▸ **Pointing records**
## BEGIN
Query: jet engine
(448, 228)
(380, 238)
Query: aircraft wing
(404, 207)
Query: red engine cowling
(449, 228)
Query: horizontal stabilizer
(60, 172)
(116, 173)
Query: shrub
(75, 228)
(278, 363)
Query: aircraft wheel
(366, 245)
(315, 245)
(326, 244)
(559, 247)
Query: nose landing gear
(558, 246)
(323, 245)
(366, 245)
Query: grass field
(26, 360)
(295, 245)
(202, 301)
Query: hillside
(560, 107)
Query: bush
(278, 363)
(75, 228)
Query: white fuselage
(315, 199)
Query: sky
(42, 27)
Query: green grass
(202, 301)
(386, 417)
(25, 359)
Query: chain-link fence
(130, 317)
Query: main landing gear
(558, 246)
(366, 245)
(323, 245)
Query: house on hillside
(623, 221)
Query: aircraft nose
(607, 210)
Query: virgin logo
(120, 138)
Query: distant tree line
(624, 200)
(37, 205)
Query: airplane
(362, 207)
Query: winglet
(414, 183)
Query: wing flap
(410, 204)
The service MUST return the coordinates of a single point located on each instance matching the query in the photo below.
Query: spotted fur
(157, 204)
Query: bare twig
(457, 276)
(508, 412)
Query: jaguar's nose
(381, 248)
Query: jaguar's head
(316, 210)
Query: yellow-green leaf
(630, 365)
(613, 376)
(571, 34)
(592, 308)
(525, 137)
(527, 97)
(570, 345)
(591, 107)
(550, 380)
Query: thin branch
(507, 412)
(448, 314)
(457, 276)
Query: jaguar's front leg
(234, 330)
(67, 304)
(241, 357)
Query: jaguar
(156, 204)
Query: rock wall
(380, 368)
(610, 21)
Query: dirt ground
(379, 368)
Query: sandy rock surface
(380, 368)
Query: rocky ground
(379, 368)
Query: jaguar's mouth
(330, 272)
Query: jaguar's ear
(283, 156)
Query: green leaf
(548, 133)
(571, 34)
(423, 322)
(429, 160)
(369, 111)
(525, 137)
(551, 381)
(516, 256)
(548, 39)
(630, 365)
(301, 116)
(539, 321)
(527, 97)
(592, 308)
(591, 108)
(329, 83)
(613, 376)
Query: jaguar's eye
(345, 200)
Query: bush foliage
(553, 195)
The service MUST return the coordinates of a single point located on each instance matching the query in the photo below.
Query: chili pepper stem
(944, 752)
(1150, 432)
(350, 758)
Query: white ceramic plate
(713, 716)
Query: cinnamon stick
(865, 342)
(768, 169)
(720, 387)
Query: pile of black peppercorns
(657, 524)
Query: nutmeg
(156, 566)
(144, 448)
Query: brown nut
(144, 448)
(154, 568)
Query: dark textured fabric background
## END
▸ **Problem details**
Repeat, word for word, every line from the line that contains "Query: thin branch" to the end of the entries; include both of those lines and no others.

▸ **Response to the task**
Query: thin branch
(507, 412)
(448, 314)
(457, 276)
Query: jaguar's front leg
(234, 330)
(67, 304)
(241, 357)
Query: jaguar
(156, 204)
Query: rock wall
(380, 368)
(610, 21)
Query: dirt ground
(379, 368)
Query: sandy rock surface
(380, 368)
Query: rocky ground
(379, 368)
Query: jaguar's mouth
(330, 272)
Query: jaguar's ear
(283, 156)
Query: green leaf
(548, 133)
(571, 34)
(423, 322)
(429, 160)
(369, 111)
(525, 137)
(551, 381)
(516, 256)
(548, 39)
(630, 365)
(301, 116)
(539, 321)
(527, 97)
(592, 308)
(591, 108)
(329, 83)
(613, 376)
Query: jaguar's eye
(345, 200)
Query: bush foliage
(553, 195)
The service MUST return the coordinates of a single point located on each instance matching the query in the photo below.
Query: chili pepper stem
(944, 752)
(1150, 432)
(350, 758)
Query: white ceramic plate
(713, 716)
Query: cinnamon stick
(865, 342)
(768, 169)
(720, 387)
Query: pile of black peppercorns
(657, 524)
Query: nutmeg
(156, 566)
(144, 448)
Query: brown nut
(144, 448)
(154, 568)
Query: dark textured fabric background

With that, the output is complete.